Газета День Литературы # 87 (2004 11) - Газета День Литературы
Шрифт:
Интервал:
Закладка:
"А впрочем, в боевых отрядах рабочей массы был народ, который находил отраду, читая "Правду" и "Вперед"…
Это — поэтическая ретроспекция. А в перспективе, если смотреть оттуда, из 1910-х? В детстве — "черный потолок", обвалившийся над кроватью, и "золоченые корешки Брокгауза" в гимназической библиотеке. Смрад реальности и сиянье книжной романтики.
Результат: "Я боюсь быта и не люблю его",— из письма Воронскому 1921 года.
Слом быта впервые осознан в тринадцать лет — с началом мировой войны. Девочка влюблена в свою учительницу, но та — немка. "Это чудовищно". Через полвека помнит: "Мир сорвался с орбиты и с оглушительным свистом летит в пропасть бесконечности уже с первой мировой войны".
Пропасть… бесконечность.
Февраль 1917-го воспринимается как луч света. Не Октябрь, а именно Февраль. Предыдущее поколение, разбуженное Цусимой, к этому времени встает перед мучительным выбором. Эти — получают данность: мир смраден, провален, пуст. Они не выбирают революцию, они в ней оказываются.

Исходные данные:

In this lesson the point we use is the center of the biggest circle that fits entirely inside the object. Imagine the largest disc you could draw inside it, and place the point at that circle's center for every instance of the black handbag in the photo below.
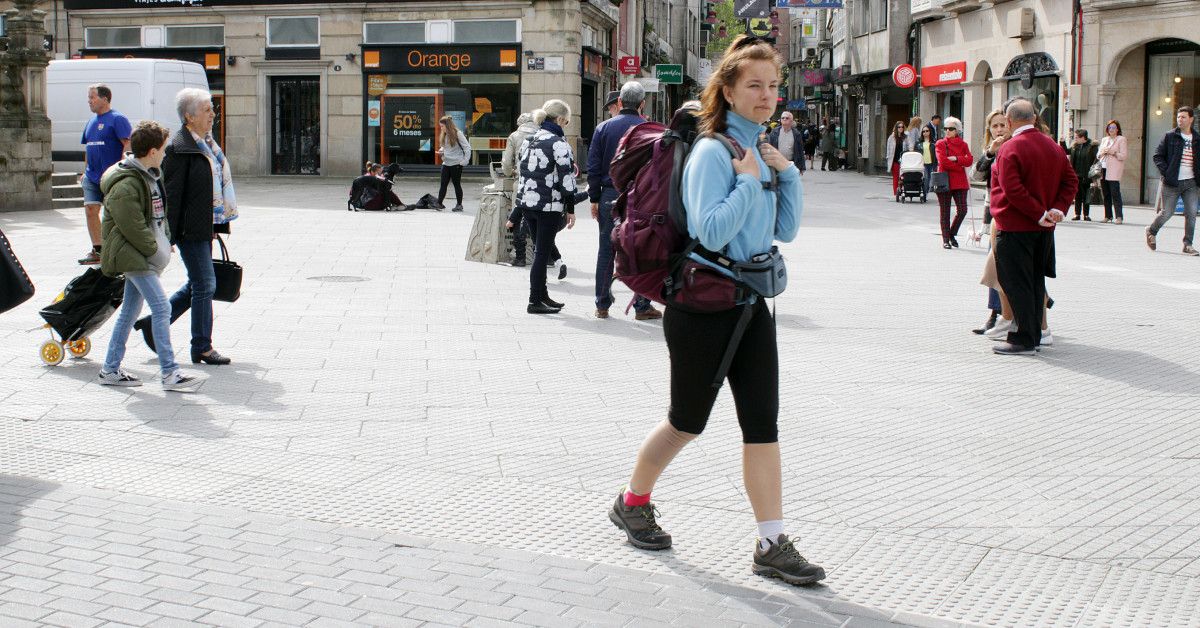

Задание:
Допишите статью из газеты «День литературы» о юности героини и революции, начав сразу после её последнего предложения.

Результат:
Катастрофизм осознается не только как слом старого быта, но — в духе антропрософистики того времени (гимназистка все-таки!) как бунт против природного, тленного, в том числе низменно эротичного. "В 15-16 лет я спрашивала: нет ли в любви инстинкта власти?… Поистине в 15 лет я была гениальна (но и очень неприятна)"… И еще: "Инстинкт власти — лишь производное от сексуального инстинкта". Розановские "люди лунного света" явно затеняют сознание юной бунтарки, пока слепящий свет Октября не заставляет ее переместить ориентиры с инстинктов на идеи.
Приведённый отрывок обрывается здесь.